Referring expression data
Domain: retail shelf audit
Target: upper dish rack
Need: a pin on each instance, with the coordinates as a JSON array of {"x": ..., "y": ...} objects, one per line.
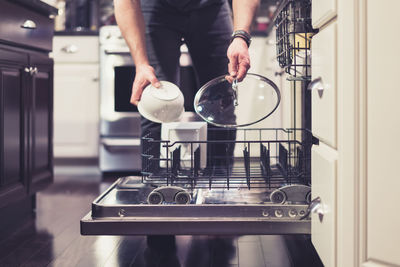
[
  {"x": 293, "y": 38},
  {"x": 268, "y": 158}
]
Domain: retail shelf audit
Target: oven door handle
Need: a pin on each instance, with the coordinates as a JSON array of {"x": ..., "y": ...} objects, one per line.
[
  {"x": 120, "y": 143},
  {"x": 117, "y": 52}
]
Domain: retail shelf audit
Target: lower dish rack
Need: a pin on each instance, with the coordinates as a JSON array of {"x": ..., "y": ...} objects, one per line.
[{"x": 257, "y": 181}]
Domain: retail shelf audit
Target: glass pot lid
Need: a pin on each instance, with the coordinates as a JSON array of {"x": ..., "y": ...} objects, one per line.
[{"x": 238, "y": 104}]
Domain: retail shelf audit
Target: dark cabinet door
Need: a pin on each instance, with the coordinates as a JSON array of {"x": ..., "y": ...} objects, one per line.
[
  {"x": 41, "y": 121},
  {"x": 13, "y": 126}
]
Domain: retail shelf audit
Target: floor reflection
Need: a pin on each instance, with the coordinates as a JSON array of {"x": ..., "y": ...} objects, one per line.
[{"x": 182, "y": 251}]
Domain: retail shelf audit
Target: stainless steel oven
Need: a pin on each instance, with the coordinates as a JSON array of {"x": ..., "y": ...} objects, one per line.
[{"x": 119, "y": 119}]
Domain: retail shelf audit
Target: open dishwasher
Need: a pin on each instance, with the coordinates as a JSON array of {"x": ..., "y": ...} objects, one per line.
[{"x": 263, "y": 189}]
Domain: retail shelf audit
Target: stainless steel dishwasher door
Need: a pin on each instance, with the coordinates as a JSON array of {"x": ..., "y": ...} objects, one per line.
[{"x": 238, "y": 211}]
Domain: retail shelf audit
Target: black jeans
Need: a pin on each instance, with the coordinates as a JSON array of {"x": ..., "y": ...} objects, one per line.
[{"x": 206, "y": 31}]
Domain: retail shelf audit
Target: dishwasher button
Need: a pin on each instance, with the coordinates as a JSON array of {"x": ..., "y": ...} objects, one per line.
[
  {"x": 278, "y": 213},
  {"x": 293, "y": 213}
]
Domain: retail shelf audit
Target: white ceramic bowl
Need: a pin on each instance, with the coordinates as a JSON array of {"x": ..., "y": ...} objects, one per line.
[{"x": 164, "y": 104}]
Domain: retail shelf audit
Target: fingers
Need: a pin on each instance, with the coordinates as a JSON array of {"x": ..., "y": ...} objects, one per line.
[
  {"x": 244, "y": 66},
  {"x": 232, "y": 66},
  {"x": 154, "y": 81},
  {"x": 144, "y": 76},
  {"x": 137, "y": 90},
  {"x": 229, "y": 78}
]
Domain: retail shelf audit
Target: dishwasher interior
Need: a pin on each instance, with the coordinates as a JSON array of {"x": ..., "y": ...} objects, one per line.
[{"x": 263, "y": 189}]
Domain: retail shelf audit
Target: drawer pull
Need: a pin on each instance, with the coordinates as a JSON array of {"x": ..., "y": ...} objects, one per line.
[
  {"x": 70, "y": 49},
  {"x": 29, "y": 24},
  {"x": 315, "y": 207},
  {"x": 31, "y": 70},
  {"x": 317, "y": 85}
]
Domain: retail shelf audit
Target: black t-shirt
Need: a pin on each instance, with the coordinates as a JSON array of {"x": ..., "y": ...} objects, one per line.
[
  {"x": 181, "y": 5},
  {"x": 191, "y": 4}
]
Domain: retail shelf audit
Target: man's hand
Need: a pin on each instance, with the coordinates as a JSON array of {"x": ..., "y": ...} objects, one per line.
[
  {"x": 144, "y": 76},
  {"x": 239, "y": 60}
]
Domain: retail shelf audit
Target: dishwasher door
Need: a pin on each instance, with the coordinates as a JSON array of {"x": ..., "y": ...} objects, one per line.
[{"x": 236, "y": 211}]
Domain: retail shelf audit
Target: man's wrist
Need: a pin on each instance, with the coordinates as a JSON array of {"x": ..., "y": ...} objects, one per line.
[{"x": 244, "y": 35}]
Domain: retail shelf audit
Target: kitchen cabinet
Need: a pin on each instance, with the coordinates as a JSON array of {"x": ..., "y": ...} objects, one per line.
[
  {"x": 76, "y": 96},
  {"x": 26, "y": 116},
  {"x": 362, "y": 163},
  {"x": 26, "y": 108},
  {"x": 13, "y": 142},
  {"x": 41, "y": 122}
]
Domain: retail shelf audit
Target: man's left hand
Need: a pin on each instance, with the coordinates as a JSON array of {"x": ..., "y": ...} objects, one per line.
[{"x": 239, "y": 60}]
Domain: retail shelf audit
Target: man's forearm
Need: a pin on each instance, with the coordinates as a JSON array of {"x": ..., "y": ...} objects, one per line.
[
  {"x": 243, "y": 13},
  {"x": 130, "y": 20}
]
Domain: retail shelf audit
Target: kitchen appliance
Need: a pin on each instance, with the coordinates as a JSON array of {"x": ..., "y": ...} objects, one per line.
[
  {"x": 119, "y": 119},
  {"x": 265, "y": 190},
  {"x": 82, "y": 15}
]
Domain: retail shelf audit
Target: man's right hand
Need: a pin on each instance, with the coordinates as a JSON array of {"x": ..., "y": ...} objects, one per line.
[{"x": 144, "y": 76}]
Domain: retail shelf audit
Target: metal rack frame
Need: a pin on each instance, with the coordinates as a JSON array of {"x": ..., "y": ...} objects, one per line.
[
  {"x": 293, "y": 38},
  {"x": 280, "y": 161}
]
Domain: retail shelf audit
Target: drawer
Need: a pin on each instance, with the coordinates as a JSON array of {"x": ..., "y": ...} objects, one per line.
[
  {"x": 322, "y": 11},
  {"x": 76, "y": 49},
  {"x": 323, "y": 227},
  {"x": 23, "y": 26},
  {"x": 120, "y": 155},
  {"x": 324, "y": 91}
]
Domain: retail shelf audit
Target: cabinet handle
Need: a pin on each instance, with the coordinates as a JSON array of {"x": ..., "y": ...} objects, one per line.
[
  {"x": 315, "y": 207},
  {"x": 317, "y": 84},
  {"x": 33, "y": 70},
  {"x": 29, "y": 24},
  {"x": 70, "y": 49}
]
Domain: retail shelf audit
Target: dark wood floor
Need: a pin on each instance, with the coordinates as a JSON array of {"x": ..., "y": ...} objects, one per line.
[{"x": 53, "y": 237}]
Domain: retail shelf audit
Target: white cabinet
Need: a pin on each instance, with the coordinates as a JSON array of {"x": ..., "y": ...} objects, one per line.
[
  {"x": 76, "y": 96},
  {"x": 324, "y": 85},
  {"x": 356, "y": 175},
  {"x": 322, "y": 11},
  {"x": 324, "y": 171}
]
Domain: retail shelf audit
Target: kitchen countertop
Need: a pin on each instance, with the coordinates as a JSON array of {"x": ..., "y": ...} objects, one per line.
[
  {"x": 37, "y": 5},
  {"x": 77, "y": 33}
]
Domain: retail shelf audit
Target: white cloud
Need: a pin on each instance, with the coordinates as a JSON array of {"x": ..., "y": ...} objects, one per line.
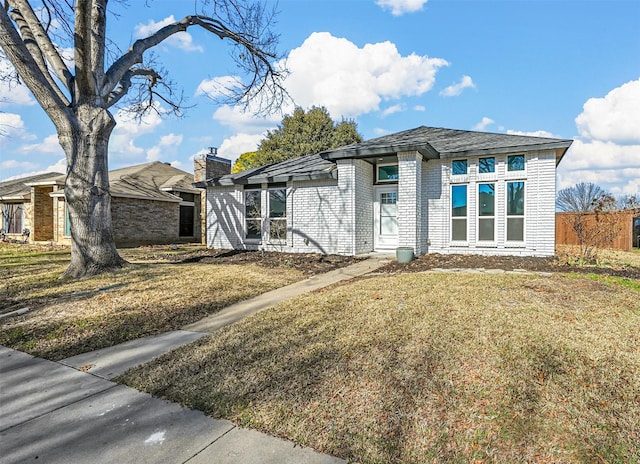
[
  {"x": 348, "y": 80},
  {"x": 615, "y": 117},
  {"x": 165, "y": 147},
  {"x": 607, "y": 152},
  {"x": 49, "y": 145},
  {"x": 12, "y": 127},
  {"x": 238, "y": 144},
  {"x": 400, "y": 7},
  {"x": 218, "y": 86},
  {"x": 181, "y": 40},
  {"x": 482, "y": 125},
  {"x": 539, "y": 133},
  {"x": 456, "y": 89},
  {"x": 393, "y": 109}
]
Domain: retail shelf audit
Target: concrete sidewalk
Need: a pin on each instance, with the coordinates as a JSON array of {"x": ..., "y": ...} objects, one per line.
[{"x": 70, "y": 412}]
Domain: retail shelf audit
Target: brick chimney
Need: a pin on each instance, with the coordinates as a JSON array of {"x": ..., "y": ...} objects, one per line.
[{"x": 210, "y": 165}]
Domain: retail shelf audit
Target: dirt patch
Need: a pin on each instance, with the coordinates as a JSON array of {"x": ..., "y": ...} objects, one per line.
[
  {"x": 507, "y": 263},
  {"x": 307, "y": 263}
]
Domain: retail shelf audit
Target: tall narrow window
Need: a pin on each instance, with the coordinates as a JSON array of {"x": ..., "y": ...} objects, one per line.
[
  {"x": 459, "y": 212},
  {"x": 486, "y": 212},
  {"x": 515, "y": 163},
  {"x": 486, "y": 165},
  {"x": 253, "y": 214},
  {"x": 278, "y": 214},
  {"x": 67, "y": 221},
  {"x": 515, "y": 211},
  {"x": 13, "y": 213}
]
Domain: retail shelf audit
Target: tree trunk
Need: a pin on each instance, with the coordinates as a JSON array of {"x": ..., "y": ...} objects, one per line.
[{"x": 86, "y": 144}]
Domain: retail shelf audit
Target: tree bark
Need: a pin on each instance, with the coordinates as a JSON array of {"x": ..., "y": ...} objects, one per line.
[{"x": 85, "y": 140}]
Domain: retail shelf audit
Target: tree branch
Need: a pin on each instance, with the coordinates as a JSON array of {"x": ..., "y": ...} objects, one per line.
[
  {"x": 45, "y": 44},
  {"x": 26, "y": 66}
]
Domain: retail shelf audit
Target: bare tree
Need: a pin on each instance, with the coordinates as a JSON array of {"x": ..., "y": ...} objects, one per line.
[
  {"x": 78, "y": 101},
  {"x": 579, "y": 198}
]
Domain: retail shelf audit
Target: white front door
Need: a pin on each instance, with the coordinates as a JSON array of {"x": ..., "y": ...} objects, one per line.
[{"x": 386, "y": 218}]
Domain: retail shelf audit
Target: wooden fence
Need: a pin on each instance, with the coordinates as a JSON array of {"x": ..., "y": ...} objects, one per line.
[{"x": 626, "y": 239}]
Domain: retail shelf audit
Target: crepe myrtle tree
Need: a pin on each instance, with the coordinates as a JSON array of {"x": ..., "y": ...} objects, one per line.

**GOAL OF THE EXERCISE**
For each line of the entries that includes "white", show that line.

**WRITTEN SOLUTION**
Target: white ceramic bowl
Target: white cabinet
Target: white cloud
Target: white front door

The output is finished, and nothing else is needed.